* Source passage:

^^^^^^^^

A thorough neurological exam, including testing reflexes, sensation, and muscle tone in all four limbs, helps narrow down the location before imaging even begins. The pattern of stiffness versus floppiness gives important clues about whether the lesion is central or peripheral.
Treatment and Rehabilitation
Treatment depends entirely on the underlying cause. When monoplegia results from a stroke, the priority is treating the stroke itself and then beginning rehabilitation. Tumors, abscesses, or aneurysms may require surgical intervention. For causes like cerebral palsy, where the brain injury is permanent, treatment focuses on maximizing function in the affected limb.
Physical and occupational therapy form the backbone of rehabilitation regardless of cause. The goal is to maintain range of motion, prevent the muscles and joints from stiffening into fixed positions, and rebuild whatever voluntary movement is possible. Therapists work on functional tasks: reaching, gripping, standing, or walking, depending on which limb is affected.
Functional electrical stimulation (FES) is one of the more promising therapeutic tools. Small electrical pulses are delivered to the muscles of the paralyzed limb, causing them to contract in a controlled way. This not only helps with immediate function but also produces a “carry-over effect,” where repeated sessions gradually restore some voluntary movement even after the stimulation is turned off. In stroke patients with foot drop (an inability to lift the front of the foot), FES therapy produced three times more ankle strength compared to traditional physiotherapy alone. Studies have also shown sustained improvements in walking speed after 18 weeks of using a foot drop stimulator, with benefits continuing for up to a year of community use.
For spasticity that doesn’t respond well to therapy alone, doctors may use medications or targeted injections to relax the overactive muscles. In severe cases, surgery can address contractures that have already formed.

^^^^^^^^

* Extracted records:
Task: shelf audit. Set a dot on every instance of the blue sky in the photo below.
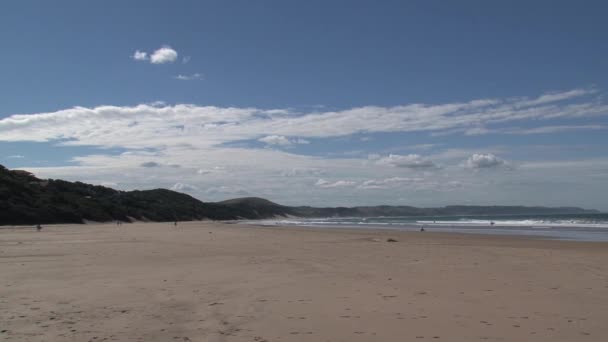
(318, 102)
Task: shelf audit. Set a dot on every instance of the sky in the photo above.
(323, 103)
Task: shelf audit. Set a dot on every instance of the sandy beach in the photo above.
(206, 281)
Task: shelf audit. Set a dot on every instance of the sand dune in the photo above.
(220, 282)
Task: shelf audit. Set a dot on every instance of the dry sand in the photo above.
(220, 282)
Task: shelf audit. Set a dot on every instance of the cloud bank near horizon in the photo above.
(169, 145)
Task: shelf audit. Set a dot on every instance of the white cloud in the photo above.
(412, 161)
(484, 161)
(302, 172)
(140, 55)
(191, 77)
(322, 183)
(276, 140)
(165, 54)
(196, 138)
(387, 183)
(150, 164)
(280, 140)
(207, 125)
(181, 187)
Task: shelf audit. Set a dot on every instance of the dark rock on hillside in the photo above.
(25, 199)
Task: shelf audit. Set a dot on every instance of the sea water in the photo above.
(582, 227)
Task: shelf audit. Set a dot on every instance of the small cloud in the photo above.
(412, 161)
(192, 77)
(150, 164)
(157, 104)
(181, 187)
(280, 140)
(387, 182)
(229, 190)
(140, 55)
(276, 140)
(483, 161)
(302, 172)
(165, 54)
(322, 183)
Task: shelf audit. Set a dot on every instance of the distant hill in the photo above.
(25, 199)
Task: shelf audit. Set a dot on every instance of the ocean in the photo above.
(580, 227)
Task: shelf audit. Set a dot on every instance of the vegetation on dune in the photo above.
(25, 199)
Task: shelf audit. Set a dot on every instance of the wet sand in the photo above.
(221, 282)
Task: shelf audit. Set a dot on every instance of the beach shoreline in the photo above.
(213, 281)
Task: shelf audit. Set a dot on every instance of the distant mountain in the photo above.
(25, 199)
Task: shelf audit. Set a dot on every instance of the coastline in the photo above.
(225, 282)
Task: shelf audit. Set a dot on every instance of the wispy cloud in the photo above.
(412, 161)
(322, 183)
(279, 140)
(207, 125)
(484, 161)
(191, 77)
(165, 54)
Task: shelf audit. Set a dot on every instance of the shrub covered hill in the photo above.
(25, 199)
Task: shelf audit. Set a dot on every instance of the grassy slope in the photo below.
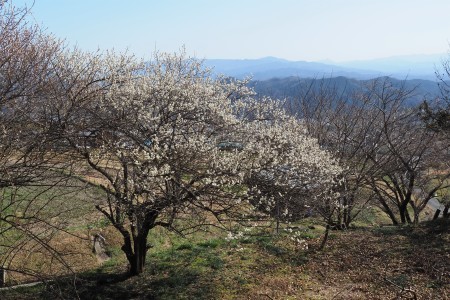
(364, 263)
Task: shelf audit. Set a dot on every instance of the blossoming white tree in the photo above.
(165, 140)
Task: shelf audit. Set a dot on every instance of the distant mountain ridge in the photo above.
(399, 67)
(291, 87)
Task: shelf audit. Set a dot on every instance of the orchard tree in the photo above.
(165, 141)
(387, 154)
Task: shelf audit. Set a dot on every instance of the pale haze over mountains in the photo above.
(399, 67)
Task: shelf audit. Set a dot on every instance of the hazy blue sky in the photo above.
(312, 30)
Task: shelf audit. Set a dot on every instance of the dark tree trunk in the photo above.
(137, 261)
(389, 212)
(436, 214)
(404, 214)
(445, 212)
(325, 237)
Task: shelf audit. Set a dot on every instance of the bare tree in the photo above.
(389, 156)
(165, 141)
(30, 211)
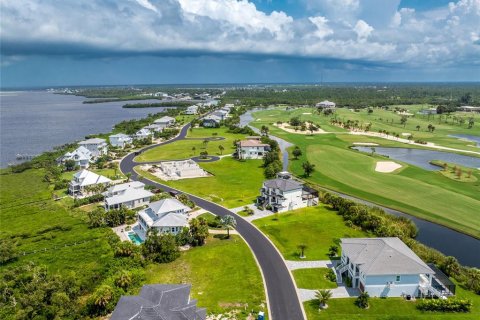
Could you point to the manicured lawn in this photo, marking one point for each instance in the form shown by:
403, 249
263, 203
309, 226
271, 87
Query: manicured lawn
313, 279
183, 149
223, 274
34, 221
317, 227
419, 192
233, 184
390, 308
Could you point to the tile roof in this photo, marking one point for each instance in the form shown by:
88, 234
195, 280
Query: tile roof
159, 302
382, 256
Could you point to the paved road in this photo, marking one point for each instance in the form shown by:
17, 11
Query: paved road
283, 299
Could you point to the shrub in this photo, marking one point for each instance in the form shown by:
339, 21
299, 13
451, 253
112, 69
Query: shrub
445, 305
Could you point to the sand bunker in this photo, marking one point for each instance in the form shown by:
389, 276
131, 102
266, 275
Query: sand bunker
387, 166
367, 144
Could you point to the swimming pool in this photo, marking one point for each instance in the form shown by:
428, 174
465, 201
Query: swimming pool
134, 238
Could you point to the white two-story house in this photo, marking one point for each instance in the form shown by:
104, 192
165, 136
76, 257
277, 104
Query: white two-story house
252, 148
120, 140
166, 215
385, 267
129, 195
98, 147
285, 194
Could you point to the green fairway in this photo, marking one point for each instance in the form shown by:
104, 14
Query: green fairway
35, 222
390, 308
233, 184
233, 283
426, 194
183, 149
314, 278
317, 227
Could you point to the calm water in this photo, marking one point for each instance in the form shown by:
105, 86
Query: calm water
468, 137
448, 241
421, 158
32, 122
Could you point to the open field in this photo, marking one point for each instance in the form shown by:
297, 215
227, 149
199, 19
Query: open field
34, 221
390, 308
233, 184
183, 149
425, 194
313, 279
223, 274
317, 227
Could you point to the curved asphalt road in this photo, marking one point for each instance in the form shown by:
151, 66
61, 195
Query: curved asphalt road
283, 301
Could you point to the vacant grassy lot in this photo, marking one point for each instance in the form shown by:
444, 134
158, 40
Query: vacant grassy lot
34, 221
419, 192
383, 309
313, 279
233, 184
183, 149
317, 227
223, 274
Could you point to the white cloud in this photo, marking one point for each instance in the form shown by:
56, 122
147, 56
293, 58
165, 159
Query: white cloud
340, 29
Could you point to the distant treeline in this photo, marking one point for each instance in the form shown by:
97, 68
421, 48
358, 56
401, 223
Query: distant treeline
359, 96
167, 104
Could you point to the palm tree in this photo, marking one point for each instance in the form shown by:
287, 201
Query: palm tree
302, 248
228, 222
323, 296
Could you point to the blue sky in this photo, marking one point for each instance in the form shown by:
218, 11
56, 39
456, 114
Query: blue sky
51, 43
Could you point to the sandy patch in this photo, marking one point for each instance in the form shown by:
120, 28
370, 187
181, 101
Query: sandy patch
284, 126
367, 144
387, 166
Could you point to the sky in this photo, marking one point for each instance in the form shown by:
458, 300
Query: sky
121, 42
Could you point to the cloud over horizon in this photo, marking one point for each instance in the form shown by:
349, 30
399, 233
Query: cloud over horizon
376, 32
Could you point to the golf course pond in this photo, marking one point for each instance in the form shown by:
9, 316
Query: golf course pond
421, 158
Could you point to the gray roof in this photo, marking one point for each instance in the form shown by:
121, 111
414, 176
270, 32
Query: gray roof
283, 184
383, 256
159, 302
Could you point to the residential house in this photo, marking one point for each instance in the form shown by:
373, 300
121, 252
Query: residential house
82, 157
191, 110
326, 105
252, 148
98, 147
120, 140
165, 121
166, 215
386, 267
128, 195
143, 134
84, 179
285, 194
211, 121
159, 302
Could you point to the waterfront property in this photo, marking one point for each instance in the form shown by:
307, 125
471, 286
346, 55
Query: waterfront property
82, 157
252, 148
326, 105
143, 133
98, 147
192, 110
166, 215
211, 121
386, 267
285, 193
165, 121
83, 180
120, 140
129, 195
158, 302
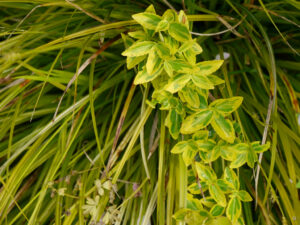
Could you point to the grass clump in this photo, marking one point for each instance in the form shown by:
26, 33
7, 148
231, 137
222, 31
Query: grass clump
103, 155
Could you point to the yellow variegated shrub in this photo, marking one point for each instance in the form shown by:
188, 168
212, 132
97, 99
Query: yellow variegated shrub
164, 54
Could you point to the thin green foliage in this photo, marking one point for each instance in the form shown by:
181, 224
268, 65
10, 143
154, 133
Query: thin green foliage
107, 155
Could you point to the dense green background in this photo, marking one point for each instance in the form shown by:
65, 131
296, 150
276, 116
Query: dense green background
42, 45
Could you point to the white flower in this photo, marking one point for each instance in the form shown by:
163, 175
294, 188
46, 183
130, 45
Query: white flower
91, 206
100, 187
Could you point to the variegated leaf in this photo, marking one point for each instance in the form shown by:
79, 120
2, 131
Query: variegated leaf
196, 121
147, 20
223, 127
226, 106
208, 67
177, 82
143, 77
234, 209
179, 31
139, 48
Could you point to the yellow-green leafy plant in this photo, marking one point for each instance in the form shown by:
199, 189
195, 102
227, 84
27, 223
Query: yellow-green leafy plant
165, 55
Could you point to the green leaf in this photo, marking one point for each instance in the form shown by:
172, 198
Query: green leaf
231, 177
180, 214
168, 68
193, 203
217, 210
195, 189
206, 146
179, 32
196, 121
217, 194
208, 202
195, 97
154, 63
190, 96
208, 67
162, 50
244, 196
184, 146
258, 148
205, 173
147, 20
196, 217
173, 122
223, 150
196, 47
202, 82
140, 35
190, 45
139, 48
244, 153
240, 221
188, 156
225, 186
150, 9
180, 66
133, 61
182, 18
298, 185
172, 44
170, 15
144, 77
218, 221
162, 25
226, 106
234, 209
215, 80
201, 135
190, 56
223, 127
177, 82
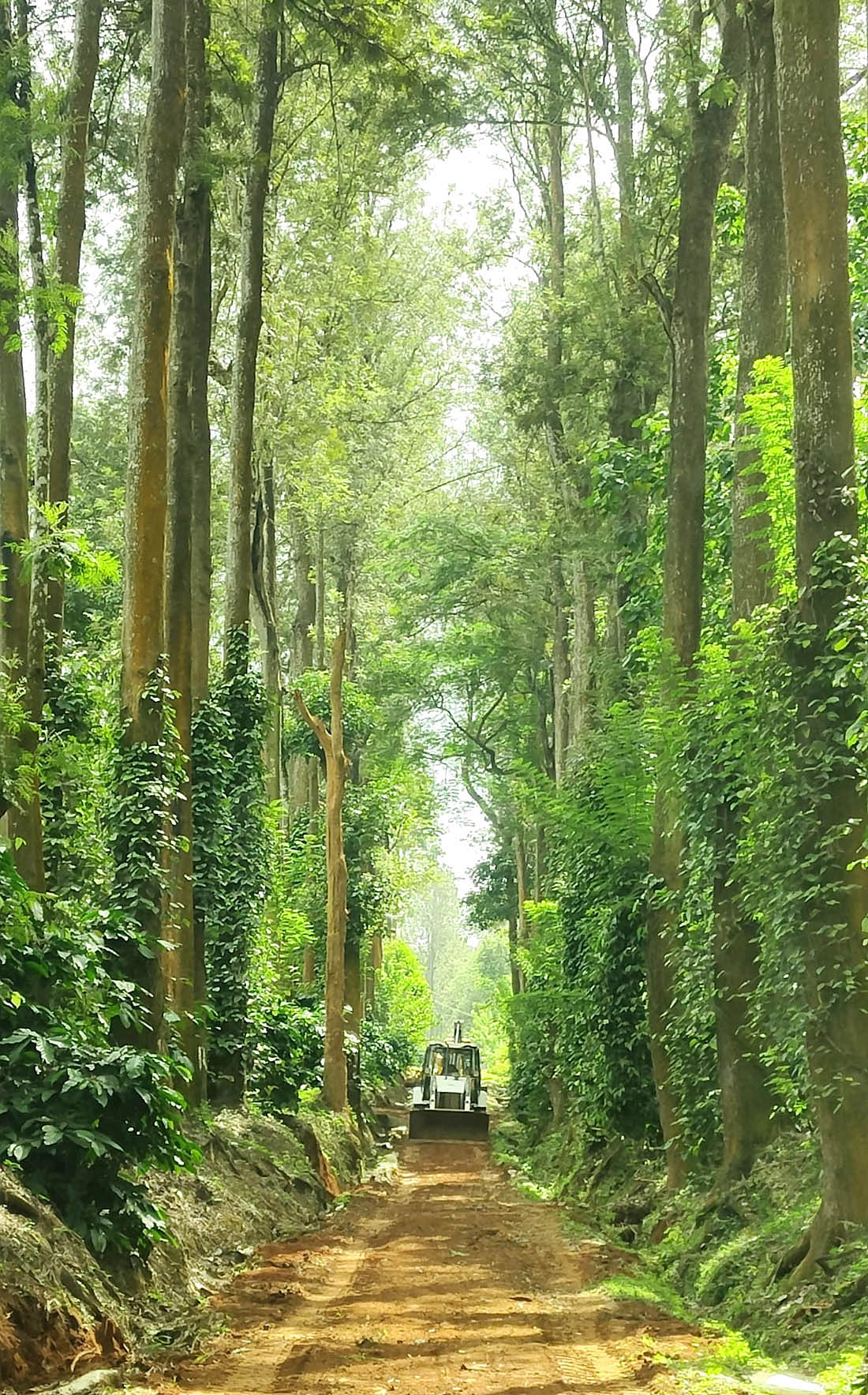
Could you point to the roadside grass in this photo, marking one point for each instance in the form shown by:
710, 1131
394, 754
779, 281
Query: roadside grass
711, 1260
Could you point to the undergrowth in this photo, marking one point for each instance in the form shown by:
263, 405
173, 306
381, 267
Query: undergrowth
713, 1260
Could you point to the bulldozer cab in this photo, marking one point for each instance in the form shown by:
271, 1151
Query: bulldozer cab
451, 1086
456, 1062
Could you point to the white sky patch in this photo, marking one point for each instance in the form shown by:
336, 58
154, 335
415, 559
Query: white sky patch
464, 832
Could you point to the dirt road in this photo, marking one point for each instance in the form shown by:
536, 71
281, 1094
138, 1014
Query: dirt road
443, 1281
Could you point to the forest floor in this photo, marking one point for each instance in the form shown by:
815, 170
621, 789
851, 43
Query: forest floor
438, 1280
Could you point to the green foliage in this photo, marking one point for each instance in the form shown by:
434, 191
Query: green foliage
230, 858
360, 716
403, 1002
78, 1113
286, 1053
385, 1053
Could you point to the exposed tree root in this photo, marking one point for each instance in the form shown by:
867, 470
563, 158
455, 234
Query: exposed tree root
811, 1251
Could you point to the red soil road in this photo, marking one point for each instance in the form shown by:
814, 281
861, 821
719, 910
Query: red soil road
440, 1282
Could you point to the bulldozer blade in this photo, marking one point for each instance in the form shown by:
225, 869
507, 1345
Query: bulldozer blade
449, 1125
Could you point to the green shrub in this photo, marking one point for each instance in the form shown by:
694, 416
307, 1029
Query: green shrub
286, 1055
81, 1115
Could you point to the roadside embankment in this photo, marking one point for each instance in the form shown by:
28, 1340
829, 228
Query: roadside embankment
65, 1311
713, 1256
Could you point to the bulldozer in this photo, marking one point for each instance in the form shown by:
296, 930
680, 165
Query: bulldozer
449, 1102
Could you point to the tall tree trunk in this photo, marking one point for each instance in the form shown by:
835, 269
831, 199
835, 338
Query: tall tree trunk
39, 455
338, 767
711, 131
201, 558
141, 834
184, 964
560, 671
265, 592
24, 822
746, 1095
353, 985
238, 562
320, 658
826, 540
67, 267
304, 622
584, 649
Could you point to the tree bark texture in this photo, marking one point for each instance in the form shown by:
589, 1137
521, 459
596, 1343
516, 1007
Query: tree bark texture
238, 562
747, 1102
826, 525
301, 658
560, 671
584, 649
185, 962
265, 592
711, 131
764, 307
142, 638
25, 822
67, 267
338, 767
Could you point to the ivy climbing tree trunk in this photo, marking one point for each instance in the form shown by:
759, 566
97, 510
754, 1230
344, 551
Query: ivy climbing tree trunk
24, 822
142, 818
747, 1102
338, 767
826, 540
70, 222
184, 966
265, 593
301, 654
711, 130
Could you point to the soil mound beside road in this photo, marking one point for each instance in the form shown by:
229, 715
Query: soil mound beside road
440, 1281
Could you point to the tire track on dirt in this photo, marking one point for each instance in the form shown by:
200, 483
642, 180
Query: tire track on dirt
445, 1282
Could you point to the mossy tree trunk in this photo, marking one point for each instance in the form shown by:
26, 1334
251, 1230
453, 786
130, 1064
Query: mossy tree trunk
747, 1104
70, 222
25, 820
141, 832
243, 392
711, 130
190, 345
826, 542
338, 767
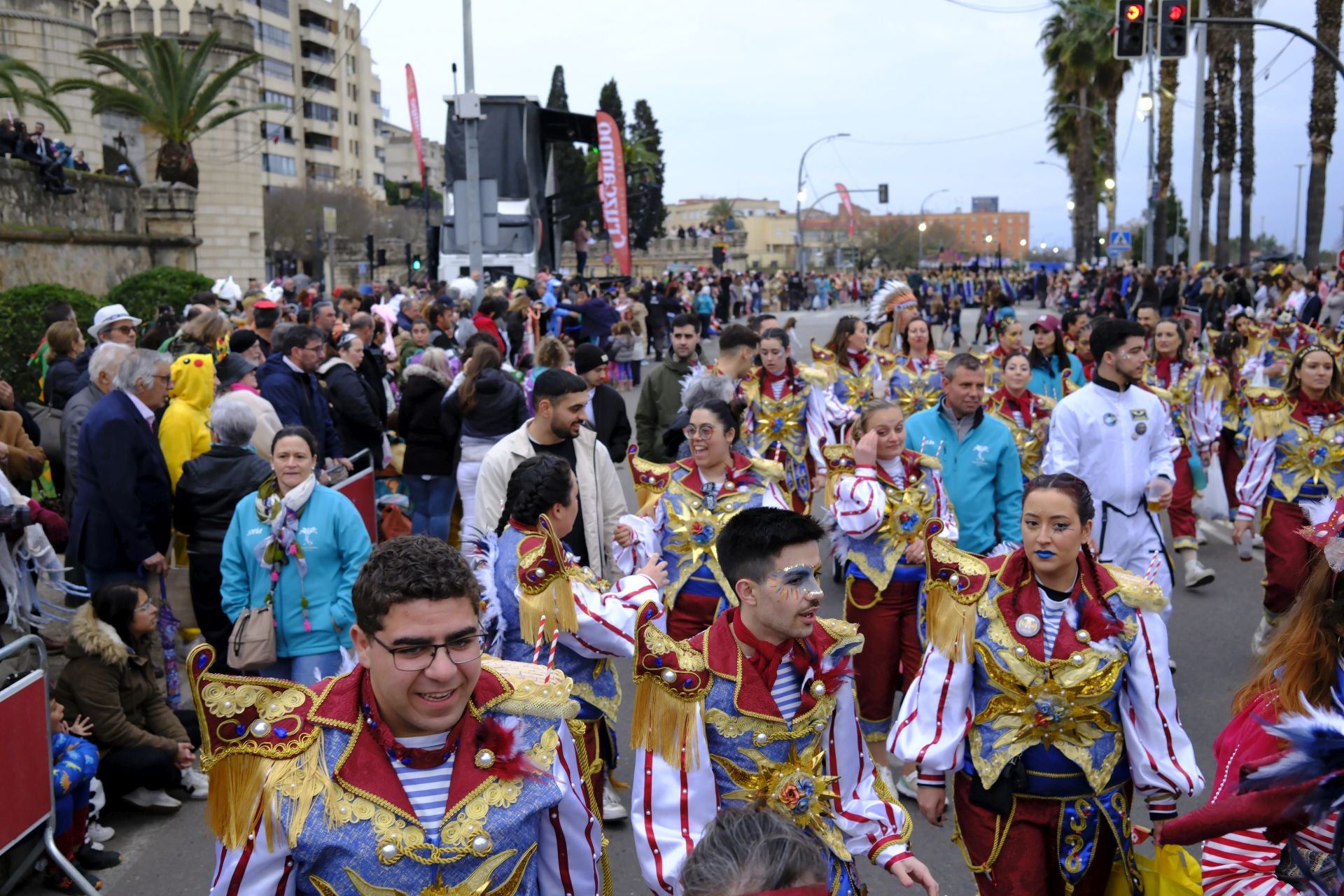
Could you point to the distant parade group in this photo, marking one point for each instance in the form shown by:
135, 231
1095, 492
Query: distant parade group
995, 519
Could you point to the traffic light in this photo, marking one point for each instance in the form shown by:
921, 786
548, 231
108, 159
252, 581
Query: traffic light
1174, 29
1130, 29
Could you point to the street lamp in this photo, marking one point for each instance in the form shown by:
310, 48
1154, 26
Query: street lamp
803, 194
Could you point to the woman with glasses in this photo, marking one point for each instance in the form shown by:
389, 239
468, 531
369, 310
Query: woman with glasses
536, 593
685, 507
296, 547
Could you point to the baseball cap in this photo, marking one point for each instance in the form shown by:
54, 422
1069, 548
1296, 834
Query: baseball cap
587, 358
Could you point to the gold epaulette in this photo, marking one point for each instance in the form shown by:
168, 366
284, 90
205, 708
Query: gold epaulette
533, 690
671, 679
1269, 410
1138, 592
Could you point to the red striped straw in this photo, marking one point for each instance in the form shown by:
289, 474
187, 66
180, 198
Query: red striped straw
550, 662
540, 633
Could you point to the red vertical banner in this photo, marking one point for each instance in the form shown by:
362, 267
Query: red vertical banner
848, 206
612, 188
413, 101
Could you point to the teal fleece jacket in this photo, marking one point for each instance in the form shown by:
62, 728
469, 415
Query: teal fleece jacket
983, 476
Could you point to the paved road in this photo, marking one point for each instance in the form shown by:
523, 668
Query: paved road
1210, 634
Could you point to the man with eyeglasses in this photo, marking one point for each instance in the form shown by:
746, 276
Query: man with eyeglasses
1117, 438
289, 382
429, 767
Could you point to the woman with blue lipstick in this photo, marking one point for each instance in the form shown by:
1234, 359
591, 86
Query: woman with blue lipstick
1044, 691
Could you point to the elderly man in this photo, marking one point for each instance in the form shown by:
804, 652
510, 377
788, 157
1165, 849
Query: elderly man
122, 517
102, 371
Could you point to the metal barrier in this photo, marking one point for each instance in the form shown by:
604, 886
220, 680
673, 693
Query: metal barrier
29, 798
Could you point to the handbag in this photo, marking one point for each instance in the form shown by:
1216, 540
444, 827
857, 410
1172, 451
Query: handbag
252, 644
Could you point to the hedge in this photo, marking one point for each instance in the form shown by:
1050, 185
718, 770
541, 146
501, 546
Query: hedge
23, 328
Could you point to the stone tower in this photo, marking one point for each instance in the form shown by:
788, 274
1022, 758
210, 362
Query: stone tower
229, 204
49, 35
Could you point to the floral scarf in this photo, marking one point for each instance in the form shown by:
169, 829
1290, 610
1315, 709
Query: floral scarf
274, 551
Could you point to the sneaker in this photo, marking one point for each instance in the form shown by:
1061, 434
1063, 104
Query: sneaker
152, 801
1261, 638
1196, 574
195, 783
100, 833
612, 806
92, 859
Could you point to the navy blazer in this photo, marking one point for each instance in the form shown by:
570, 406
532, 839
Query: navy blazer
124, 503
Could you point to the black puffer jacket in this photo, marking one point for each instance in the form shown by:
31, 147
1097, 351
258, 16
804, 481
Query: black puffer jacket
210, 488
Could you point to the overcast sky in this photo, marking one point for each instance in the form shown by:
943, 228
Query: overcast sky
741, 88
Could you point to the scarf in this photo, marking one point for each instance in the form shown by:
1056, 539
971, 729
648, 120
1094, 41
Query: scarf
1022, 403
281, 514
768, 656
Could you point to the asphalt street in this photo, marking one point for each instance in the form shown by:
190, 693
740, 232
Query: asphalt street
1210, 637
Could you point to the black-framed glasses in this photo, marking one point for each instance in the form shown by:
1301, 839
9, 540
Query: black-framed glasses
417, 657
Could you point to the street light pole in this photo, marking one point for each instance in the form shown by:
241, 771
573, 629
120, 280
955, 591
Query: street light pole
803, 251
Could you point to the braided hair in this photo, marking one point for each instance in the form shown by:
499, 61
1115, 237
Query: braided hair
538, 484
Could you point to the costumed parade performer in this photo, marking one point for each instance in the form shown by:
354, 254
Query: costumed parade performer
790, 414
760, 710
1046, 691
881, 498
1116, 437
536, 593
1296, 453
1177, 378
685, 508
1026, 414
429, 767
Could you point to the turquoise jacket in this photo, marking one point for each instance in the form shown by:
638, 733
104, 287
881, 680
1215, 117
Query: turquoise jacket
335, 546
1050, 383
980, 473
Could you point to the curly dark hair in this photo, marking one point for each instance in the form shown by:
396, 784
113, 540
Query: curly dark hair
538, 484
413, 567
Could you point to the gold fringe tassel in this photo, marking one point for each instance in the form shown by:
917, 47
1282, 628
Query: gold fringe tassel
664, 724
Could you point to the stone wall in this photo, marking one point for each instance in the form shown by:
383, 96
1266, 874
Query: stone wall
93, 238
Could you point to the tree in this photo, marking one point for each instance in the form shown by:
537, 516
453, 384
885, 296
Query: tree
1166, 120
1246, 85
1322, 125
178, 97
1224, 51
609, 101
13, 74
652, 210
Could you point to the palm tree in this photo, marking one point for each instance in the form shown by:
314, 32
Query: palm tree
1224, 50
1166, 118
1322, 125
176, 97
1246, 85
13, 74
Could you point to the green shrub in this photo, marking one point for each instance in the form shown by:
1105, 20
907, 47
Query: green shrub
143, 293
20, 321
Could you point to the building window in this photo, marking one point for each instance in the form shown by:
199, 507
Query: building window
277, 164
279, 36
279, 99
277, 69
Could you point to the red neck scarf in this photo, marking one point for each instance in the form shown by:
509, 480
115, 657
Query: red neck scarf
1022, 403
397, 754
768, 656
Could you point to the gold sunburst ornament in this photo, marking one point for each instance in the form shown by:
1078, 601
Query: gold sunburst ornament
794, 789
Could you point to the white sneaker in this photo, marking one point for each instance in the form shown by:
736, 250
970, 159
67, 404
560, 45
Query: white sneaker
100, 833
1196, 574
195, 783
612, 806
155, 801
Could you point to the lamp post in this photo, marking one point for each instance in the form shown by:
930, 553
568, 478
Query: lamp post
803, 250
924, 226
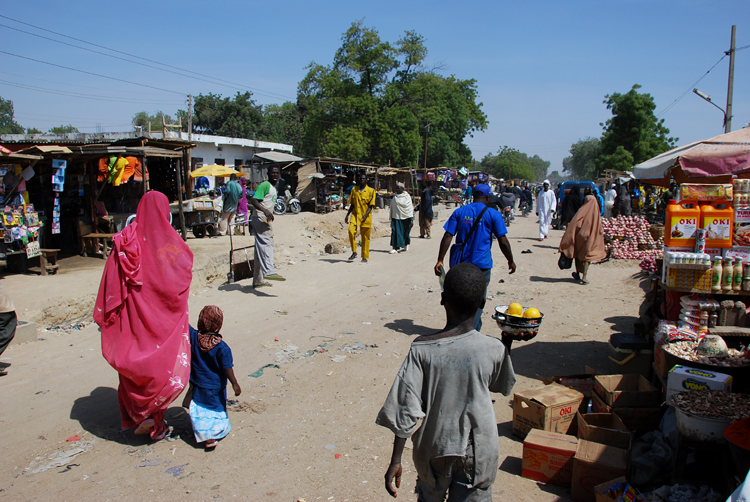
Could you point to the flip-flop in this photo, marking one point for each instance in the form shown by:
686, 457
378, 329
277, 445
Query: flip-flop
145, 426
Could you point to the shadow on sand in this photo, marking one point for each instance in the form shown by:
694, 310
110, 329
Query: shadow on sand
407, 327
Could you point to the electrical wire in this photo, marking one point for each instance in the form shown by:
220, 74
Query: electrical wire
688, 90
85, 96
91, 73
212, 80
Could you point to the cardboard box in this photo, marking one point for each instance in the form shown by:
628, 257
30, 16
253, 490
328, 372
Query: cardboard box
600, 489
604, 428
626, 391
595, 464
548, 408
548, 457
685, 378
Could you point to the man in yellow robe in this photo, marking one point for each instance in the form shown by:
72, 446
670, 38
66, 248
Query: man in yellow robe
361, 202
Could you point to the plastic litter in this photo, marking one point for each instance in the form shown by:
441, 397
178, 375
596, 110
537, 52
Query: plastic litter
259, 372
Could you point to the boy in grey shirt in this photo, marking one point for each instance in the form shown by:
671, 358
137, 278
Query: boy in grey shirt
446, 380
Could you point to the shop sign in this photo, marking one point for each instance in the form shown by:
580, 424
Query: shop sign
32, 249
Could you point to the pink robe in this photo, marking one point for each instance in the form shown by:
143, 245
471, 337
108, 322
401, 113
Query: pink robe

^^^^^^^^

* Your instructions: Pick up the passage on treating monoplegia after its last sentence and carry it forward. The rows have nothing to do with what comes next.

* Answer to this task:
Recovery Outlook
Recovery from monoplegia varies enormously based on the cause, the severity of nerve damage, and how early treatment begins. Monoplegia caused by stroke often carries a better prognosis than broader forms of paralysis, precisely because the brain damage is so localized. A small, focused stroke may allow significant recovery as surrounding brain tissue compensates.
For spinal cord injuries, the initial degree of preserved function is the strongest predictor of recovery. People who retain even trace movement (a flicker of voluntary contraction) in the affected limb are significantly more likely to regain functional strength than those with no detectable movement at all. Sensory preservation matters too: if you can still feel touch or pressure in the affected limb, the chances of motor recovery improve. Research on spinal cord injury patients found that those with some preserved sensation and movement had up to an 87% chance of meaningful improvement within one year, while those with minimal preservation had much lower odds.
Monoplegia from cerebral palsy is generally lifelong, since the underlying brain injury doesn’t change. But function can improve substantially with consistent therapy, adaptive equipment, and strategies to work around the limitation. Many people with monoplegic cerebral palsy live independently, since three fully functional limbs allow for considerable adaptation.
Regardless of cause, early and consistent rehabilitation yields the best results. The nervous system is most responsive to retraining in the first months after injury, though improvements can continue for years with ongoing effort.